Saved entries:
>>>

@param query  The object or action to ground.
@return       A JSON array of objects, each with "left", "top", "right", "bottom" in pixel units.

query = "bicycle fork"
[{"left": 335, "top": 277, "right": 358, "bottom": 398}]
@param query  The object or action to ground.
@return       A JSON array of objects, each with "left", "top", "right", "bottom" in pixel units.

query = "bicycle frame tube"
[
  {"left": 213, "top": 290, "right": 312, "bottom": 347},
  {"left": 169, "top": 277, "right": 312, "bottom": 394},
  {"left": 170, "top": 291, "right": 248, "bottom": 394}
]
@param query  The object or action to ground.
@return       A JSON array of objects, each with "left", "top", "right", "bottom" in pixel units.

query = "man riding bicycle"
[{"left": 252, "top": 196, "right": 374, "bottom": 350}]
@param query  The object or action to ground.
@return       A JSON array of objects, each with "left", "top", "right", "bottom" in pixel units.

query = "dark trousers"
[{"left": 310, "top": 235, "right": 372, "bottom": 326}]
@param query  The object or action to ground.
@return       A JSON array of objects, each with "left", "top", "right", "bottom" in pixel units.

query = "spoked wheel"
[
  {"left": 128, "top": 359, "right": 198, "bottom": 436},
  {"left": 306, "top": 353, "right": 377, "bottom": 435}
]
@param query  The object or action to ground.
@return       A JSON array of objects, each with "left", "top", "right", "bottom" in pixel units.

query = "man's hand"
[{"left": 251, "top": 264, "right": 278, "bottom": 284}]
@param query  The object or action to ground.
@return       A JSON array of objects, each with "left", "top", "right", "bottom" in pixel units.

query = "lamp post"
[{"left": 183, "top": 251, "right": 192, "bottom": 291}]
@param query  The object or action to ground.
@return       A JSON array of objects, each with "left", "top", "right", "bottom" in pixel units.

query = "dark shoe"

<<<

What is being asked: Would it be possible to reproduce all the entries exactly as they appear above?

Result of the task:
@param query  The object or action to ground.
@return       A JSON array of objects, each with "left", "top", "right", "bottom" in pixel units.

query = "bicycle fork"
[{"left": 335, "top": 277, "right": 358, "bottom": 398}]
@param query  The object or action to ground.
@return       A JSON array of objects, each with "left", "top", "right", "bottom" in pixel units.

query = "bicycle frame tube"
[
  {"left": 213, "top": 290, "right": 312, "bottom": 347},
  {"left": 169, "top": 277, "right": 312, "bottom": 394},
  {"left": 170, "top": 291, "right": 248, "bottom": 394}
]
@param query  The object or action to ground.
@return       A JSON array of objects, each with "left", "top", "right", "bottom" in pixel units.

query = "man riding bicycle"
[{"left": 252, "top": 196, "right": 374, "bottom": 350}]
@param query  The object or action to ground.
@return       A JSON array of objects, each with "left", "top", "right", "bottom" in pixel units.

query = "dark trousers"
[{"left": 310, "top": 235, "right": 372, "bottom": 326}]
@param query  The object or action to ground.
@return       A JSON array of objects, each with "left", "top", "right", "bottom" in pixel units.

query = "spoked wheel"
[
  {"left": 128, "top": 359, "right": 198, "bottom": 436},
  {"left": 306, "top": 353, "right": 377, "bottom": 435}
]
@param query  The object or action to ground.
@return       A JSON array of objects, each with "left", "top", "right", "bottom" in pixel units.

query = "man's hand"
[{"left": 251, "top": 264, "right": 278, "bottom": 284}]
@param query  The object or action to ground.
@return       A JSON array of objects, each with "left", "top", "right", "bottom" in pixel units.

query = "lamp post"
[{"left": 183, "top": 251, "right": 192, "bottom": 291}]
@param query  The object or action to ground.
@return       A JSON array of objects, each with "left", "top", "right", "bottom" in pixel units.

query = "dark shoe"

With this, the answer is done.